▶ **Work order**: Output all of the entries below precisely as written.

---- Material for the task

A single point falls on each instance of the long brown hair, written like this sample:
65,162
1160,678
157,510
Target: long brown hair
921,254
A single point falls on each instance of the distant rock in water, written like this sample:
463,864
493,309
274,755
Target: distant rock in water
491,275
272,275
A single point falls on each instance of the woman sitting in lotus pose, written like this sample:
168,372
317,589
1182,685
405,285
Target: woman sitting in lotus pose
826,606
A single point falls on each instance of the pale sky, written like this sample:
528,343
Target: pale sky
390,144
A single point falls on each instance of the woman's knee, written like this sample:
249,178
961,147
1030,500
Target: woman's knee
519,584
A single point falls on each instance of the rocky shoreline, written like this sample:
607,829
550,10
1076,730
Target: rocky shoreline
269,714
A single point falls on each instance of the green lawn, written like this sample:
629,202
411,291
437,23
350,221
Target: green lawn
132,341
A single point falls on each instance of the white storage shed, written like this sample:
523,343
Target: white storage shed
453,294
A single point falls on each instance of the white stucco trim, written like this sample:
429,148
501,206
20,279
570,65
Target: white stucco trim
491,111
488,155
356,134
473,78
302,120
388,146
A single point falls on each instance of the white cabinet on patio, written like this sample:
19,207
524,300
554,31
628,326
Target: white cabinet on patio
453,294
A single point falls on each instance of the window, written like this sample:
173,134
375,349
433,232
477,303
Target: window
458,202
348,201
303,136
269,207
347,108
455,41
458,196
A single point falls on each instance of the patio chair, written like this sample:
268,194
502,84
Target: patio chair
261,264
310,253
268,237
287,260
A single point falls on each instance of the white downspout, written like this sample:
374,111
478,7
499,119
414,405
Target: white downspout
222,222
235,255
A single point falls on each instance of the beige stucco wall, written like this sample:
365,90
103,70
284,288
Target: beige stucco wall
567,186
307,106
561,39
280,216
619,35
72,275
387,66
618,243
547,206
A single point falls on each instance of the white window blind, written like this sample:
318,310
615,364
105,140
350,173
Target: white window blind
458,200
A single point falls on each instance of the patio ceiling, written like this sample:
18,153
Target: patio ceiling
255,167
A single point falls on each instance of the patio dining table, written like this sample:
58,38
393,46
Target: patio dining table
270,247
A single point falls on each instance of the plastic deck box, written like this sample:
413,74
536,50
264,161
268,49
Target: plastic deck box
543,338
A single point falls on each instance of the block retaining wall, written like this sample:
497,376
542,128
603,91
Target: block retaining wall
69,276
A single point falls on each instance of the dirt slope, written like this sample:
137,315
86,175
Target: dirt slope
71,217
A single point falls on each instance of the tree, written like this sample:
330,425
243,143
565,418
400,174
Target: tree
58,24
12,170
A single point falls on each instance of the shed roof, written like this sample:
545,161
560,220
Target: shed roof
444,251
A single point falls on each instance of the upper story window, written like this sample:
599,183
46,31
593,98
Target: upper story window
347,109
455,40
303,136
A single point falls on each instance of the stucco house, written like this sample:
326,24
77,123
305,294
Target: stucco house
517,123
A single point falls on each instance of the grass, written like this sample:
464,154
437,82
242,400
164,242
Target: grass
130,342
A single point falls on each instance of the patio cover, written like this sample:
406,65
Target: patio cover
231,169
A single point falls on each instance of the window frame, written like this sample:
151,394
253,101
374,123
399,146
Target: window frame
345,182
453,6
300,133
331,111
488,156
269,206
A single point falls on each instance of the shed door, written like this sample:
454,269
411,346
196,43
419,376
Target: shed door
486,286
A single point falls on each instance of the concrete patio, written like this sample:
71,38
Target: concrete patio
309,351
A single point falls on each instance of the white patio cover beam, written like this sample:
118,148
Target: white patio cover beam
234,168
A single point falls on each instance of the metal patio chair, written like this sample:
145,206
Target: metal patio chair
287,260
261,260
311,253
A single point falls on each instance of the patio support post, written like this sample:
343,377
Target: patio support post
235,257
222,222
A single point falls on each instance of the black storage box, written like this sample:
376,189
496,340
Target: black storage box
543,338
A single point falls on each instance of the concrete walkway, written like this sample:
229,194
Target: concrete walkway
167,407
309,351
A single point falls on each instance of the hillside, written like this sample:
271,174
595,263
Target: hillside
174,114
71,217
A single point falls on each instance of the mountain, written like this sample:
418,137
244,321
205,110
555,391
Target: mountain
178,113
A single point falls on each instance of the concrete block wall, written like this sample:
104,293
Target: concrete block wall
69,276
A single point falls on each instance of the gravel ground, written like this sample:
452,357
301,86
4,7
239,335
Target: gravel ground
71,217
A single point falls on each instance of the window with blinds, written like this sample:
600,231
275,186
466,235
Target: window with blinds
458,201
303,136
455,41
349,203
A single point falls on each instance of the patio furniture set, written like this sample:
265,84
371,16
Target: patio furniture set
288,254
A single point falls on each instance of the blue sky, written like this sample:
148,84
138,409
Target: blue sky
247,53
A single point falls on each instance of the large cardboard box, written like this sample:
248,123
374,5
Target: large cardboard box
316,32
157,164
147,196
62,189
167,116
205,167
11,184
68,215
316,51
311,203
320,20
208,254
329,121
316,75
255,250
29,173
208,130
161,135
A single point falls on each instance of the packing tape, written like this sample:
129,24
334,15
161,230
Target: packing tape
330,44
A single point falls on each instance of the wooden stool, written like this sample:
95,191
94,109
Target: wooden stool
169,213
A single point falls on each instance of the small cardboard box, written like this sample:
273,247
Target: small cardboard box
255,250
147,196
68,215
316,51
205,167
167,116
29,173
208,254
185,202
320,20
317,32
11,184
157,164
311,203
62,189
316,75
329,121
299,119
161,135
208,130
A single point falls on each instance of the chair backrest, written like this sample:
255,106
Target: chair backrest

--------

▶ **Result below**:
A single point falls on each instance of the long brown hair, written like this sample:
65,162
1160,678
157,510
Target: long brown hair
921,254
A single point falls on each instance of the distant rock in water, written like this sample:
463,864
493,309
274,755
Target: distant rock in water
491,275
272,275
A single point falls on each instance of the woman sitting in lotus pose, written like this sample:
168,372
317,589
1182,685
405,285
Target: woman sitting in lotus pose
826,606
A single point falls on each instance of the pale sky, written like this sample:
528,343
Target: pale sky
390,144
A single point falls on each instance of the woman's knee, written like this sample:
249,178
961,147
1030,500
Target: woman's knee
519,584
A single point falls on each instance of the rocky shoreline, written like this sample:
607,829
550,10
1076,730
Target: rocky shoreline
269,714
A single point falls on each instance of the green lawn, written like this sample:
629,202
411,291
437,23
350,221
Target: green lawn
132,341
A single point falls on each instance of the white storage shed, written like this sample:
523,343
Target: white storage shed
453,294
A single point falls on each instance of the white stucco trim, written like this sample:
429,148
501,206
20,279
570,65
Target: white stucco trim
491,111
488,155
356,134
473,78
302,120
388,146
A single point falls on each instance of the white cabinet on patio, written like this sample:
19,207
524,300
554,31
628,326
Target: white cabinet on patio
453,294
A single point falls on each instance of the window, written like this sample:
173,134
375,349
433,232
477,303
Target: window
458,202
348,201
303,136
269,207
347,108
455,41
458,196
A single point falls on each instance of the patio chair, written like this sample:
268,194
502,84
Target: patio chair
261,264
310,253
268,237
287,260
A single point falls on each instance of the white downspout, written like this sample:
374,111
478,7
499,119
414,405
Target: white downspout
222,222
235,255
A single point falls on each instance of the beige stucco wall, written like this sample:
365,90
103,70
284,288
Target: beige stucco wall
567,186
307,106
561,39
280,216
619,35
72,275
387,66
618,243
547,206
A single point falls on each instance of the white window blind, written like this sample:
318,310
615,364
105,140
350,173
Target: white window blind
458,200
A single point falls on each instance of the patio ceiling, written like this sample:
18,153
Target: patio ceiling
255,167
A single point falls on each instance of the patio dining table, written like this sample:
58,38
393,46
Target: patio dining table
270,247
A single point falls on each instance of the plastic deck box, written like this sample:
413,74
536,50
264,161
268,49
Target: plastic deck box
543,338
A single point falls on each instance of the block retaining wall, written like this sample:
497,376
542,128
603,91
Target: block retaining wall
69,276
A single point falls on each instance of the dirt slope, written like this sample:
137,315
86,175
Target: dirt slope
71,217
A single point falls on each instance of the tree, written like this sample:
330,425
243,143
565,418
400,174
Target: tree
58,24
12,170
A single point falls on each instance of the shed roof, written like this sample:
545,161
560,220
Target: shed roof
444,251
A single point falls on each instance of the upper story window, written like this sample:
599,183
46,31
593,98
Target: upper story window
347,109
455,40
303,136
A single point falls on each instance of the stucco house, written like this sample:
326,24
77,123
305,294
Target: stucco house
517,123
A single point falls on each instance of the grass, written like this sample:
464,154
437,82
242,400
164,242
Target: grass
130,342
A single point falls on each instance of the patio cover, written like this sample:
406,65
Target: patio cover
231,169
A single point falls on each instance of the window frame, written like this sample:
151,394
253,101
374,123
399,146
Target: window frame
345,182
453,6
300,133
331,111
488,156
269,206
A single point falls on each instance of the shed door, written like this sample:
454,269
411,346
196,43
419,376
Target: shed door
486,286
A single point falls on each instance of the concrete patio, written like this sample:
71,38
Target: concrete patio
309,351
A single point falls on each instance of the white patio cover beam, written like this sample:
118,148
Target: white patio cover beam
234,168
A single point falls on each instance of the metal patio chair, written like this sample:
145,206
Target: metal patio chair
287,260
261,260
311,253
A single point falls on each instance of the patio support post, written like this sample:
343,377
Target: patio support post
235,257
222,222
A single point falls on each instance of the black storage box, written like this sample:
376,189
496,340
Target: black storage box
543,338
A single point falls on each instance of the concrete walkway, written like this sample:
229,194
Target: concrete walkway
167,407
309,351
A single point falls on each instance of the hillside, written like this sample:
271,174
595,263
Target: hillside
174,114
71,217
A single point falls on each instance of the mountain, written like this sample:
418,137
244,321
205,110
555,391
Target: mountain
178,113
A single point falls on each instance of the concrete block wall, written like this sample:
104,293
Target: concrete block wall
69,276
A single point falls on each instance of the gravel ground, written like this sample:
452,357
301,86
4,7
239,335
Target: gravel ground
71,217
A single point falls on each instance of the window with blinds, written like this sample:
600,231
275,186
466,235
Target: window with blinds
458,201
303,136
455,41
349,203
A single point falls on each instance of the patio furniture set, written like this sample:
265,84
371,16
Target: patio furniture set
288,254
A single point falls on each instance of the blue sky, written like this sample:
148,84
138,409
Target: blue sky
247,53
A single point falls on each instance of the large cardboard box, written like this sample:
248,123
374,5
Target: large cardboard box
316,32
157,164
147,196
62,189
167,116
205,167
11,184
68,215
316,51
311,203
320,20
208,254
329,121
316,75
255,250
29,173
208,130
161,135
A single point falls on each instance of the packing tape, written like this sample:
129,24
334,15
161,230
Target: packing tape
330,44
A single point falls on each instance of the wooden stool, written like this sample:
95,191
94,109
Target: wooden stool
169,213
A single point falls on each instance of the small cardboard box, written like this sample:
273,247
Target: small cardboard box
255,250
147,196
68,215
316,51
205,167
167,116
29,173
208,254
185,202
320,20
317,32
11,184
157,164
311,203
62,189
316,75
329,121
299,119
161,135
208,130
A single point falls on each instance of the chair backrest, written like this sample:
255,106
Target: chair backrest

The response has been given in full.